El título de esta entrada es tan acertado o tan erróneo como su contrario, el
manido “Hacienda somos todos”. Y su objeto es llamar la atención de esa
impresión o vacío de significación, a la vista de la polémica suscitada por las
afirmaciones ante la Justicia de la Abogacía del Estado. Ciñéndome a su
significación y efectos jurídicos.
No pretendo valorar la “oportunidad” o “conveniencia” de las afirmaciones de
dicha letrada y en el lugar concreto en que las hizo. Me interesan solamente su
contenido y alcance, en relación con las reacciones suscitadas. Como digo,
solamente desde un punto de vista jurídico, que es desde el que se han
criticado de manera más grandilocuente y pretenciosa.
Lo que allí se dijo es sencillamente que lo de “hacienda somos todos” es solo
un eslogan publicitario, sin contenido ni eficacia jurídica propia. Y así es.
Desde luego que publicitariamente ha sido muy eficaz. Tanto que ya ha pasado un
tiempo y a la vista está que sigue impreso en el imaginario colectivo, e
incluso parece suscitar pasiones. A algunos hasta parece que les ha llevado a
sentirse plenamente integrados con ese ente jurídico denominado Hacienda
Pública. Hasta ser una sola carne, como los cónyuges.

---

Bloque de tareas:
1 > Enumera, en orden de aparición y sin repetir ninguno, los adverbios terminados en «-mente» que figuran en el texto.
2 > Transcribe sin cambios las líneas del listado, empezando por la que contiene "Point out window" y siguiendo hasta el final del listado.
El texto y el listado son independientes entre sí.

Listado proporcionado:
---

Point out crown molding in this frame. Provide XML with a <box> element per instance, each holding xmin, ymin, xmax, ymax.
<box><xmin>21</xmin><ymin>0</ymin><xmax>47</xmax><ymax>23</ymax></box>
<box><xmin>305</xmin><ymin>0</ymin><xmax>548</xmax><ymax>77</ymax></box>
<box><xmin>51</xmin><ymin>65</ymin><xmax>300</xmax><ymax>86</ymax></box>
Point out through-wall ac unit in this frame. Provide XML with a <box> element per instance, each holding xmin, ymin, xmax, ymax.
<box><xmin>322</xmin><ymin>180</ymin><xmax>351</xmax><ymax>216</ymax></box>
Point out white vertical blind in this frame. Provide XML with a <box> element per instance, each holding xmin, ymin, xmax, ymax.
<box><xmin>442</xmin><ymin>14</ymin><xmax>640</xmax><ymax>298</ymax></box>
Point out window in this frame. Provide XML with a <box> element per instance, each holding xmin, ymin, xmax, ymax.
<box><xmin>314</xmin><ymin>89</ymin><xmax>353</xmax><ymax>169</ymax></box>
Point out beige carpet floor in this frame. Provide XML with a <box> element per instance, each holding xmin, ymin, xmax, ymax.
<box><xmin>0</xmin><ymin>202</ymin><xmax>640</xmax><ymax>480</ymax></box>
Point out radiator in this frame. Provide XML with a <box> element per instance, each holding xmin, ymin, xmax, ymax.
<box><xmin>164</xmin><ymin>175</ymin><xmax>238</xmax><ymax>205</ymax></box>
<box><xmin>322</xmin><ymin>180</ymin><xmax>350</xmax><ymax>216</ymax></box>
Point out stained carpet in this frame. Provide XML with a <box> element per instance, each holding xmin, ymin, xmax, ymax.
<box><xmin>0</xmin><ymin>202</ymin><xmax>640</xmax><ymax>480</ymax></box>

---

Conjunto de respuestas:
1 > solamente, sencillamente, publicitariamente, plenamente

2 >
Point out window in this frame. Provide XML with a <box> element per instance, each holding xmin, ymin, xmax, ymax.
<box><xmin>314</xmin><ymin>89</ymin><xmax>353</xmax><ymax>169</ymax></box>
Point out beige carpet floor in this frame. Provide XML with a <box> element per instance, each holding xmin, ymin, xmax, ymax.
<box><xmin>0</xmin><ymin>202</ymin><xmax>640</xmax><ymax>480</ymax></box>
Point out radiator in this frame. Provide XML with a <box> element per instance, each holding xmin, ymin, xmax, ymax.
<box><xmin>164</xmin><ymin>175</ymin><xmax>238</xmax><ymax>205</ymax></box>
<box><xmin>322</xmin><ymin>180</ymin><xmax>350</xmax><ymax>216</ymax></box>
Point out stained carpet in this frame. Provide XML with a <box> element per instance, each holding xmin, ymin, xmax, ymax.
<box><xmin>0</xmin><ymin>202</ymin><xmax>640</xmax><ymax>480</ymax></box>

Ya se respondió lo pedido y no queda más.